= WHAT TO DO =
1/ Could you copy, word for word, everything in the essay on the New START treaty from "On November 16, however, Arizona" down to "office next year."?
2/ What comes next in the essay on the New START treaty and nuclear weapons? Write the passage that follows its last sentence.

= SELECTED EXTRACT =
====
A new nuclear arms reduction treaty with Russia known as New START is awaiting ratification by the U.S. Senate. Having been signed by President Obama and Russian President Dmitry Medvedev in April, we heard little about it during the recent mid-term elections. Ratification was expected to be easy during the lame duck session, before the new Congress convenes next year.
On November 16, however, Arizona Sen. John Kyl, the Republican Whip, released a statement saying that he didn't think the treaty could be considered before next year due to the other issues that need consideration. A few days later, ten newly-elected senators wrote a letter asking for treaty consideration to be delayed until they take office next year.
So far only one Republican, Sen. Richard Lugar of Indiana, has promised to vote for ratification. As it takes 67 votes to ratify the treaty, it must have bi-partisan support. The fate of the treaty now hangs by a slender reed.
When nuclear weapons were developed, we failed to take into account the inescapable principle that when you attack another, you attack yourself. The CIA calls it blowback. To win World War II, our government funded private scientific exploration to achieve advances in technology that seemed miraculous, including the development of nuclear bombs capable of instantly torching masses of people. Most who engaged in developing these weapons were motivated by a desire to achieve peace, and saw bigger and better weapons as the means. They were shortsighted, indeed.
Nuclear weapons now present a perpetual threat to the security of Americans. We live in constant fear that non-state actors will obtain nuclear material from some nation's stockpile and kill thousands of Americans with a single small weapon. With their proliferation, we live in fear that one nation will use atomic weapons, then another will follow suit, and perhaps another, in what will be a nuclear holocaust. The weapons Americans invented to promote peace now pose a constant threat to the lives of Americans, as well as many people of diverse nations.
This is but one problem nuclear weapons pose. Their morality is another. We justify our having a huge nuclear arsenal by saying that we would be justified in using them because the people we would use them against would be making us do it. If others were to use nuclear weapons against us, however, that would be immoral.
Wait a minute. How do we justify saying our use of weapons capable of extinguishing large swaths of human life is moral but if others use them it is immoral? We apply a double moral standard that says our use of these weapons is moral because the people we use them against make us do it. Take Japan, for example.
====
= PROVIDED MATERIAL =
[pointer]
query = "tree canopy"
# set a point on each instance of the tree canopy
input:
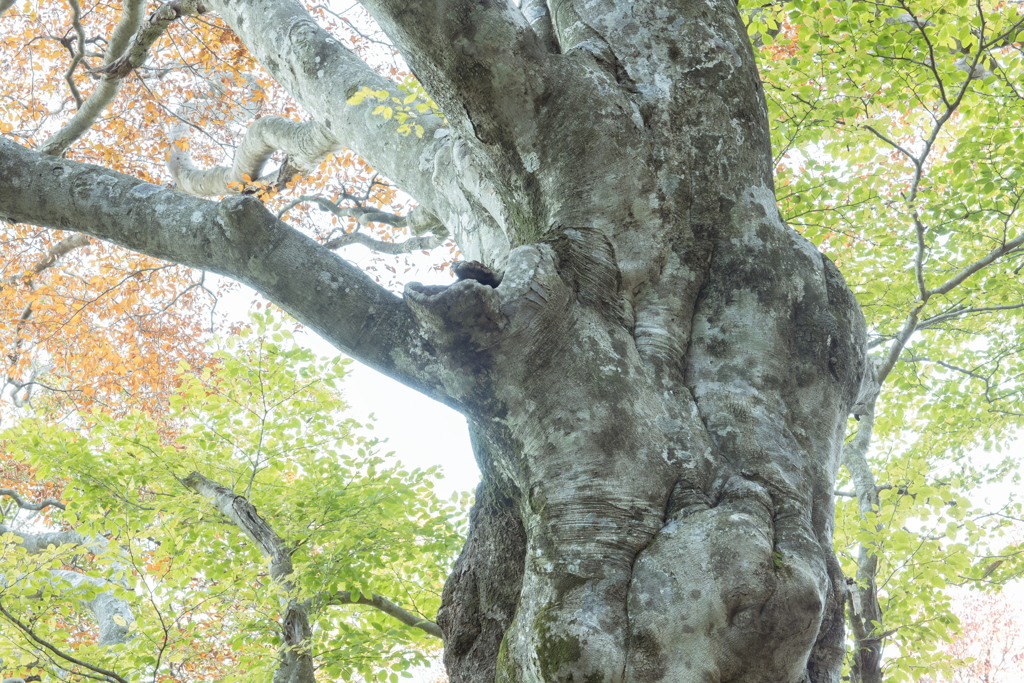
(894, 150)
(301, 509)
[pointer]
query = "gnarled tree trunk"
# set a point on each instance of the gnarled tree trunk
(658, 386)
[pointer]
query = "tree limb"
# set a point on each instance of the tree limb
(143, 39)
(237, 238)
(131, 19)
(981, 263)
(52, 648)
(458, 48)
(25, 505)
(305, 143)
(322, 74)
(383, 604)
(296, 657)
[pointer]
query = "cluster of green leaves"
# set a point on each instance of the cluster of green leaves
(898, 152)
(269, 423)
(403, 110)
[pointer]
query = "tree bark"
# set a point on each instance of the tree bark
(658, 387)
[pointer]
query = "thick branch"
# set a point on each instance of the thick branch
(322, 74)
(237, 238)
(131, 19)
(155, 27)
(386, 606)
(481, 61)
(305, 143)
(296, 658)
====
= ANSWERS FOR THE TASKS =
1/
On November 16, however, Arizona Sen. John Kyl, the Republican Whip, released a statement saying that he didn't think the treaty could be considered before next year due to the other issues that need consideration. A few days later, ten newly-elected senators wrote a letter asking for treaty consideration to be delayed until they take office next year.

2/
So far, the only time that a nation has deployed nuclear weapons against an enemy was when the U.S. dropped an atomic bomb on Hiroshima on August 6, 1945, and on Nagasaki three days later. Within the first few months after the bombings, between 90,000 and166,000 people in Hiroshima had died from the attack and between 60,000 and 80,000 had died in Nagasaki.
About half of these deaths occurred on the first day. People died from being instantly incinerated in the resulting fire, from falling debris, from the effect of burns, from radiation sickness, and other injuries compounded by illness. In both cities, most of the dead were civilians. Merely two bombs did all of that killing and destruction. If this can be seen as moral by blaming the people who were killed for what we did, to what extreme does one have to go to come to an exception to this double standard moral test?
With their proliferation, it is only a matter of time before some leader feels morally justified in again using these terrible weapons. Under present circumstances, it is likely that such an attack will be met with a nuclear counterattack.
Because other nations with nuclear arsenals live by the same double moral standard we live by, their use of atomic bombs would also be justified by blaming those against whom they would be using them. Israel would blame Iran; Iran would blame Israel, and so on. The existence of atomic bombs makes the entire world unsafe.
The only way out of the dilemma is to apply one standard of morality to all nations, including our own: harm to anyone, by anyone, is unacceptable. Therefore, no nation is justified in possessing nuclear weapons.
The ratification of the New START treaty is both an issue of sanity and morality. Please contact your Senators and ask them to do what is moral and sane: vote to ratify the New START treaty.
Also posted on GenuineJustice.com.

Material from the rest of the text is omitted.